Given instruction A:
In the GRI-909 simulator text, at what location does the LOAD command start loading when no address is specified?
Given instruction B:
List every device name that the GRI-909 simulator text gives in its configuration table.
Given instruction C:
Resume the GRI-909 simulator text after its last sentence and continue the documentation in the same style.

--- START Text to read ---

THE SOFTWARE IS PROVIDED "AS IS", WITHOUT WARRANTY OF ANY KIND, EXPRESS OR
IMPLIED, INCLUDING BUT NOT LIMITED TO THE WARRANTIES OF MERCHANTABILITY,
FITNESS FOR A PARTICULAR PURPOSE AND NONINFRINGEMENT. IN NO EVENT SHALL
ROBERT M SUPNIK BE LIABLE FOR ANY CLAIM, DAMAGES OR OTHER LIABILITY, WHETHER
IN AN ACTION OF CONTRACT, TORT OR OTHERWISE, ARISING FROM, OUT OF OR IN
CONNECTION WITH THE SOFTWARE OR THE USE OR OTHER DEALINGS IN THE SOFTWARE.
Except as contained in this notice, the name of Robert M Supnik shall not
be used in advertising or otherwise to promote the sale, use or other dealings
in this Software without prior written authorization from Robert M Supnik.
This memorandum documents the GRI-909 simulator.
1. Simulator Files
sim/ sim_defs.h
sim_rev.h
sim_sock.h
sim_tmxr.h
scp.c
scp_tty.c
sim_sock.c
sim_tmxr.c
sim/gri/ gri_defs.h
gri_cpu.c
gri_stddev.c
gri_sys.c
2. GRI-909 Features
The GRI-909 is configured as follows:
device simulates
name(s)
CPU GRI-909 CPU with up to 32KW of memory
HSR S42-004 high speed reader
HSP S42-004 high speed punch
TTI S42-001 Teletype input
TTO S42-002 Teletype output
RTC real-time clock
The GRI-909 simulator implements the following unique stop conditions:
- an unimplemented operator is referenced, and register
STOP_OPR is set
- an invalid interrupt request is made
The LOAD commands has an optional argument to specify the load address:
LOAD <filename> {<starting address>}
The LOAD command loads a paper-tape bootstrap format file at the specified
address. If no address is specified, loading starts at location 200. The
DUMP command is not supported.
2.1 CPU
The only CPU options are the presence of the extended arithmetic operator
and the size of main memory.
SET CPU EAO enable extended arithmetic operator
SET CPU NOEAO disable extended arithmetic operator
SET CPU 4K set memory size = 4K
SET CPU 8K set memory size = 8K
SET CPU 12K set memory size = 12K
SET CPU 16K set memory size = 16K
SET CPU 20K set memory size = 20K
SET CPU 24K set memory size = 24K
SET CPU 28K set memory size = 28K
SET CPU 32K set memory size = 32K
If memory size is being reduced, and the memory being truncated contains
non-zero data, the simulator asks for confirmation. Data in the truncated
portion of memory is lost. Initial memory size is 32K.

--- END Text to read ---
--- START Extracted records ---

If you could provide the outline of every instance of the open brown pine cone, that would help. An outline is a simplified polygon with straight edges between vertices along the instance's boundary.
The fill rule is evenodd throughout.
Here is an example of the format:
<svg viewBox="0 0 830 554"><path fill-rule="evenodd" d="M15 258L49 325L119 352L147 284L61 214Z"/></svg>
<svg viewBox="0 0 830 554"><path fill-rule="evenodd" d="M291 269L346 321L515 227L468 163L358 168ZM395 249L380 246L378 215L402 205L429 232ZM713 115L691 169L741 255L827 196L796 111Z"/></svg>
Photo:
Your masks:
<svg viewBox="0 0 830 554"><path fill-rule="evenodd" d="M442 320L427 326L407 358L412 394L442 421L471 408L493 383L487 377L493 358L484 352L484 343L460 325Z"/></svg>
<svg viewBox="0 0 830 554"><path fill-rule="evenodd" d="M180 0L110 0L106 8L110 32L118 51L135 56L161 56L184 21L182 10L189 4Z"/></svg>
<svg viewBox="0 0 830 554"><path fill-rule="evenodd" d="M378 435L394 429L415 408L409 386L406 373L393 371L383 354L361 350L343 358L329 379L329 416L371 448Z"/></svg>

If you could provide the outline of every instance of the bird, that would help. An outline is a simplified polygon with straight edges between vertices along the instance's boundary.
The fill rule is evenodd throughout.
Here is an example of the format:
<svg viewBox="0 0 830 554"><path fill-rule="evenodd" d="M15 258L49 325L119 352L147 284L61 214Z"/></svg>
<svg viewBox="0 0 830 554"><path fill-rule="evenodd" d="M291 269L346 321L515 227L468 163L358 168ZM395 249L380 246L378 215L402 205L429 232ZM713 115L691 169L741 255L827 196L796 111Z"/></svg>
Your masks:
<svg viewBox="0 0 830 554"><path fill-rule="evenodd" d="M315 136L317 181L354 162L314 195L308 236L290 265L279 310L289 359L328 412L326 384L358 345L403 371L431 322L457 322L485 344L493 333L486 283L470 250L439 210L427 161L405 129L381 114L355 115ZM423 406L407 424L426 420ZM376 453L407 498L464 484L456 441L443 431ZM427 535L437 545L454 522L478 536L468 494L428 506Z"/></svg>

--- END Extracted records ---

Expected answer A:
Location 200.

Expected answer B:
CPU, HSR, HSP, TTI, TTO, RTC

Expected answer C:
CPU registers include the visible state of the processor as well as the
control registers for the interrupt system.
name size comments
SC 15 sequence counter
AX 16 arithmetic operator input register 1
AY 16 arithmetic operator input register 2
AO 16 arithmetic operator output register
TRP 16 TRP register
MSR 16 machine status register
ISR 16 interrupt status register
BSW 16 byte swapper buffer
BPK 16 byte packer buffer
GR1..GR6 16 general registers 1 to 6
BOV 1 bus overflow (MSR<15>)
L 1 link (MSR<14>)
FOA 2 arithmetic operator function (MSR<9:8>)
AOV 1 arithmetic overflow (MSR<0>)
IR 16 instruction register (read only)
MA 16 memory address register (read only)
SWR 16 switch register
DR 16 display register
THW 6 thumbwheels (selects operator displayed in DR)
IREQ 16 interrupt requests
ION 1 interrupts enabled
INODEF 1 interrupts not deferred
BKP 1 breakpoint request
SCQ[0:63] 15 SC prior to last jump or interrupt;
most recent SC change first
STOP_OPR 1 stop on undefined operator
WRU 8 interrupt character
2.2 Programmed I/O Devices
2.2.1 S42-004 High Speed Reader (HSR)
The paper tape reader (HSR) reads data from or a disk file. The POS
register specifies the number of the next data item to be read.
Thus, by changing POS, the user can backspace or advance the reader.
The paper tape reader implements these registers:
name size comments
BUF 8 last data item processed
IRDY 1 device ready flag
IENB 1 device interrupt enable flag
POS 32 position in the input file
TIME 24 time from I/O initiation to interrupt
STOP_IOE 1 stop on I/O error
Error handling is as follows:
error STOP_IOE processed as
not attached 1 report error and stop
0 out of tape
end of file 1 report error and stop
0 out of tape
OS I/O error x report error and stop
2.2.2 S42-006 High Speed Punch (HSP)
The paper tape punch (HSP) writes data to a disk file. The POS
register specifies the number of the next data item to be written.
Thus, by changing POS, the user can backspace or advance the punch.
The paper tape punch implements these registers:
name size comments
BUF 8 last data item processed
ORDY 1 device ready flag
IENB 1 device interrupt enable flag
POS 32 position in the output file
TIME 24 time from I/O initiation to interrupt
STOP_IOE 1 stop on I/O error
Error handling is as follows:
error STOP_IOE processed as
not attached 1 report error and stop
0 out of tape
OS I/O error x report error and stop
2.2.3 S42-001 Teletype Input (TTI)
The Teletype interfaces (TTI, TTO) can be set to one of three modes:
KSR, 7B, or 8B. In KSR mode, lower case input and output characters
are automatically converted to upper case, and the high order bit is
forced to one on input. In 7B mode, input and output characters are
masked to 7 bits. In 8B mode, characters are not modified. Changing
the mode of either interface changes both. The default mode is KSR.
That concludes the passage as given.